▶ [EXTRACTED TEXT]:
The grounds of the McDougald-Beaver home retain little of the original turn-of-the-century landscaping. The front (East) yard consist of a broad, level lawn and a large old camphor tree. During the past 18 years underbrush and saplings have choked out all original plantings. The front walk, centered on the front door, is laid with polygonal paving blacks between stone curbs. A stone-and-iron fence once surrounded the front yard. Remains of this fence are evident as the foundation of the fence is still present and a few of the stone balusters are stored under the house. The south-side yard has a driveway giving access from South Main Street to the back (West) yard. The North-side yard remains an extension of the front yard. On the rear (West) yard a brick garage, and three storage sheds were built in the 1940’s and 50’s for storage purposes. Due to the fact that they were non-contributing to the McDougald-Beaver home’s significance and the fact that they were non-contributing to the McDougald-Beaver home’s significance and the fact that they were of poor construction and falling in, the out-buildings have been removed. During the 1940’s an asbestos shingled duplex was moved to the property and placed on the rear Southwest corner of the lot facing Walnut Street. Also, to the rear of the house and facing Walnut Street on the Northwest corner is a weatherboard rental house. The date of this house has not been determined, but it appears to have been constructed about the same time as the main house. The structure is thought to have been quarters for Lydia, the McDougald’s faithful servant. This house is presently rented.

The surroundings of the McDougald-Beaver Home have changed considerably over the years. South Main Street at the turn of the century was a fashionable residential avenue with many fine houses and large landscaped lots. During the 1930’s many of these large houses were subdivided into apartments or hotels, as South Main Street was the main access to Florida from the North. After World War II, the street developed into a largely commercial corridor, with new office, restaurant and commercial buildings replacing many of the earlier residences. Today it remains a commercial area, although a few houses from the turn of the century have survived. Today the McDougald-Beaver home still stands as the most impressive, although it is bound on the North by Gulf Oil Service Station and on the South by Pizza Hut.


The McDougald-Beaver home is significant to the architectural and local history of Statesboro, Georgia. In the former category, it is significant as one of the few remaining large wooden Neoclassical, turn-or-the-century homes. In local history it is significant as the home of John Alexander McDougald, a locally prominent farmer and businessman, and has remained in his family since it was built.

▶ [TASK SET]:
• A. List every structure besides the main house that the McDougald-Beaver home description places on the rear part of the lot, including any that have since been removed.
• B. Write the next part of the McDougald-Beaver home description, continuing from its last sentence.

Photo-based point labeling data
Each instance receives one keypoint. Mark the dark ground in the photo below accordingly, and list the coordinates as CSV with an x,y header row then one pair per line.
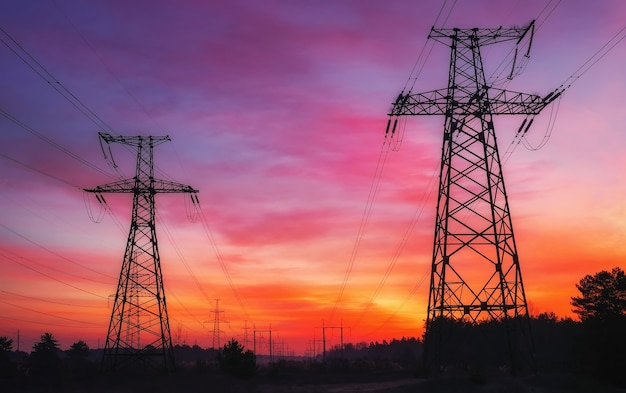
x,y
335,383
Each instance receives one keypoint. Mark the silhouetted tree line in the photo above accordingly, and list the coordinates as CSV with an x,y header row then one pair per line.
x,y
594,346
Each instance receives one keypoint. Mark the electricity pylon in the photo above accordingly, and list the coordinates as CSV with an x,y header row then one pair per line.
x,y
216,326
475,272
139,330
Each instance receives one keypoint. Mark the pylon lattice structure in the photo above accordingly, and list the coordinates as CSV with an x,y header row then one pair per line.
x,y
139,331
475,275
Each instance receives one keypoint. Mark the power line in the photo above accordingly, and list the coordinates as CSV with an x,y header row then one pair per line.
x,y
52,278
56,254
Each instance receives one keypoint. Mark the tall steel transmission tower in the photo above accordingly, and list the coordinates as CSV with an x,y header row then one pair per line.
x,y
476,275
139,330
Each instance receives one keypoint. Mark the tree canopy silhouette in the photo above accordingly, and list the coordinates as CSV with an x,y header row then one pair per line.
x,y
44,360
234,361
603,296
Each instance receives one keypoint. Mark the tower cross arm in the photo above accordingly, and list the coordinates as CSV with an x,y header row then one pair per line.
x,y
501,102
150,186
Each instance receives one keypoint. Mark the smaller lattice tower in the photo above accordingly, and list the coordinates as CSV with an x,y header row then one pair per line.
x,y
139,331
217,314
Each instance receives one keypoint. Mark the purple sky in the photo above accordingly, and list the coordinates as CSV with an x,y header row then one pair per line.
x,y
276,110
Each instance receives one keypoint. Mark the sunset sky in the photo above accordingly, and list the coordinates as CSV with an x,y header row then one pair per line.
x,y
277,112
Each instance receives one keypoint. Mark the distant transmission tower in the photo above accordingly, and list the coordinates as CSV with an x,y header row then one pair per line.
x,y
216,325
475,274
139,330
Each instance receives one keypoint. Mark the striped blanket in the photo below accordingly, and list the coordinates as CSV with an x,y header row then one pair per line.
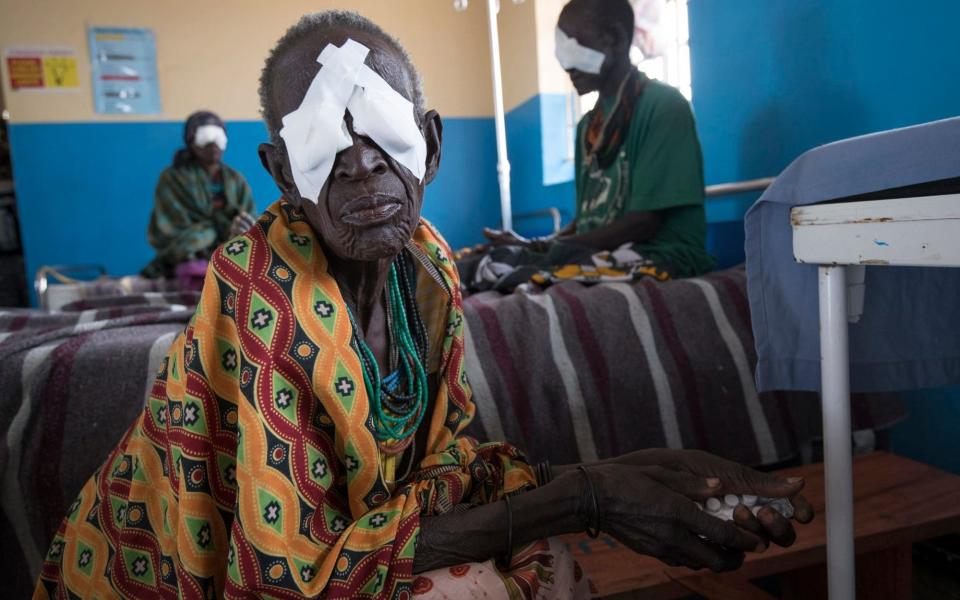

▶ [OUTPUTS IN ORDER]:
• A.
- A brick garage
- Three storage sheds
- An asbestos shingled duplex
- A weatherboard rental house

• B.
Architectural Significance

The McDouglad-Beaver home is an exceptionally fine turn-of-the century Neoclassical house. Prominent features of its design include compact, regular massing, the front portico, colonnaded front porch with balustrade and interior organized around a central stair hall and period detailing ranging from the monumental Corinthian columns of the portico to tiny egg-and-dart molding around doors. What makes the McDouglad-Beaver home exceptional in terms of its design, is its size, range, scale, and elaborateness of its details, and the combination of formal, yet practical exterior arrangement of the deep front colonnaded porch, necessary for comfort in the deep South. Equally exceptional are the two sets of large coupled Corinthian columns, as coupled columns are not generally seen in Neo-classical architecture, according to Whiffen. The materials and craftsmanship of the McDougald-Beaver home are also exceptional. The principal building material in the house, used for structure, finish and detailing, is heart-pine wood. This strong, durable, dry, knot-free lumber was probably cut from Mr. McDougald’s own timberland, and it is found in the balloon frame, floors, wainscoting, interior columns, pilasters and ceilings. Cypress was ordered from New Orleans by Mr. McDougald for the weather-boarding. Another important construction material used in building the McDougald-Beaver home rests on a foundation of brick piers with lattice brick work between the piers. The four chimneys have recessed brick work and are thought to be the work of L. R. Blackburn, a local mason noted for his decorative work.

Over and above its intrinsic architectural merits, the McDougald- Beaver home is significant as an exemplar of an important type of house in Georgia. Neoclassical houses were built in nearly every community and almost always they were built by men of means and prestige. Just as the Greek Revival plantation house is a symbol of antebellum Georgia, so the Neoclassical house is a symbol representing the post-Reconstruction New South. The McDougald-Beaver home is the largest and most impressive Neoclassical house remaining in Statesboro. At the time the structure was buil;t, there was only on other of such impressiveness, the J. P. Williams home. It is now the Aldred Hotel and has been bricked over, windows changed, restaurant added, and most of the Classical features removed. The large Neoclassical Donehoo home was built after the McDougald-Beaver home and was constructed of brick, as most houses in Statesboro were after the fire in 1915 destroyed the original Donehoo home. Because of its date, its design, and publicity attending its construction, the McDougald-Beaver home must be considered as an integral part of Statesboro’s early architectural history.

The construction of the McDougald-Beaver home was supervised by Mr. McDougald with help of a local contractor, Benjamin H. Olliff. The architect has not been determined. .

Historical Significance

The McDougald-Beaver home is historically significant as the home of John Alexander McDougald (1864-1926), an important figure in the city’s early history. The McDougald-Beaver home is the principal property associated with the life of Mr. McDougald.

John Alexander McDougald was born on June 17, 1864, in North Carolina. He died November 14, 1926, at his home in Statesboro. In 1890, McDougald moved his family from North Carolina to Statesboro and became a woodsman. Within a year he became a partner and later senior member in the turpentine still McDougald-Outland. It was with his cooperation that on the still’s timberland in 1901, Dr. Charles Holmes Herty, noted chemist, perfected the Herty Turpentine Cup that revolutionized the naval stores industry. McDougald also ran a farm North of Statesboro.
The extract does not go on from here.